Given task: Read the data and repeat it in full, exactly.

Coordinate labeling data
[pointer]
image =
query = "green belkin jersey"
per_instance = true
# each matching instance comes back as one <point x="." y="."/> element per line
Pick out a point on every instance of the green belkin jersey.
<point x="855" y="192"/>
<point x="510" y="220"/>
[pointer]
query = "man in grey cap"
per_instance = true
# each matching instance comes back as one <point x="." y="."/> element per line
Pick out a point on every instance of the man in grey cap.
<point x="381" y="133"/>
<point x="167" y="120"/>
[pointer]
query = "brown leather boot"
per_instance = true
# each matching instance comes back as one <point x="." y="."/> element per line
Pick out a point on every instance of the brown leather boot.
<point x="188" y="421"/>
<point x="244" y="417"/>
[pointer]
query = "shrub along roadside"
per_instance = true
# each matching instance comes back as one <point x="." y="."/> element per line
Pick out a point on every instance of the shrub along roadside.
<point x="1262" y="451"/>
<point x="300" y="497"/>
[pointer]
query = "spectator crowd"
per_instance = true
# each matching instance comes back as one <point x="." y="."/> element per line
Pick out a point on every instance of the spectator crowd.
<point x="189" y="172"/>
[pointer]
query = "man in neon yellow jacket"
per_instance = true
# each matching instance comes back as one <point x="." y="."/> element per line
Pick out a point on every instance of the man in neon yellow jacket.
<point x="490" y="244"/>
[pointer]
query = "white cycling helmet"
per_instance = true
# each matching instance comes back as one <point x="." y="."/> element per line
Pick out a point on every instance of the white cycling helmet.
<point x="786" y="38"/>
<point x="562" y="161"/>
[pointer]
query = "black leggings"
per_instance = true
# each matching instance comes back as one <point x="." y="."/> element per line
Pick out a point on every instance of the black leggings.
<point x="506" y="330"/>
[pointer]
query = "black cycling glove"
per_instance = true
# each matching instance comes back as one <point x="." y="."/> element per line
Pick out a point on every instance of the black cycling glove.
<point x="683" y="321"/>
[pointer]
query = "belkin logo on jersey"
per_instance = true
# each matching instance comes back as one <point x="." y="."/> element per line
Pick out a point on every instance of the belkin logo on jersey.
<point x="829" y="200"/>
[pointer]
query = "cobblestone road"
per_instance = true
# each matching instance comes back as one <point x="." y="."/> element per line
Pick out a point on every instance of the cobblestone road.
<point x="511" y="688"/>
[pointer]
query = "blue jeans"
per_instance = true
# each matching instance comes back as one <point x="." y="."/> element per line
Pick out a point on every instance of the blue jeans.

The reply:
[pointer]
image =
query = "green belkin jersey"
per_instance = true
# each matching instance comes back as one <point x="." y="."/> element per line
Pick out a point on every instance of the green belkin jersey.
<point x="855" y="192"/>
<point x="510" y="220"/>
[pointer]
query = "man in grey cap"
per_instance = true
# each matching instance comes back as one <point x="." y="."/> element per line
Pick out a point on every instance of the man in grey cap.
<point x="381" y="133"/>
<point x="167" y="120"/>
[pointer]
query = "brown leather boot"
per_instance = true
# each matching instance comes back as one <point x="." y="."/> element per line
Pick out a point on every instance of the brown leather boot.
<point x="188" y="421"/>
<point x="244" y="417"/>
[pointer]
query = "shrub along roadside"
per_instance = true
# each matching instance comes back as one <point x="." y="."/> element per line
Pick out a point on every instance of the shrub along roadside.
<point x="1262" y="451"/>
<point x="300" y="497"/>
[pointer]
query = "spectator crowd"
per_instance = true
# each matching instance comes back as one <point x="." y="."/> element per line
Pick out a point on every instance of the spectator crowd.
<point x="189" y="172"/>
[pointer]
query = "man in neon yellow jacket"
per_instance = true
# each matching instance comes back as one <point x="." y="."/> element per line
Pick out a point on every instance of the man in neon yellow jacket.
<point x="490" y="244"/>
[pointer]
query = "white cycling helmet"
per_instance = true
# each matching instance comes back as one <point x="." y="."/> element per line
Pick out a point on every instance of the white cycling helmet.
<point x="786" y="38"/>
<point x="562" y="161"/>
[pointer]
query = "black leggings"
per_instance = true
# each matching instance comes back as one <point x="." y="."/> element per line
Pick out a point on every instance of the black leggings.
<point x="506" y="330"/>
[pointer]
query = "black cycling glove"
per_instance = true
# each matching instance comes back as one <point x="." y="."/> element per line
Pick out a point on every instance of the black cycling glove.
<point x="683" y="321"/>
[pointer]
query = "belkin logo on jersey"
per_instance = true
# each matching instance comes back as one <point x="." y="."/> element per line
Pick out a point on every instance of the belkin logo on jersey.
<point x="829" y="200"/>
[pointer]
query = "cobblestone road"
per_instance = true
# each matching instance comes back as one <point x="." y="."/> element per line
Pick out a point on every instance of the cobblestone road.
<point x="511" y="688"/>
[pointer]
query = "blue jeans"
per_instance = true
# each matching instance comes back as one <point x="." y="."/> element per line
Pick out a point on every instance of the blue jeans.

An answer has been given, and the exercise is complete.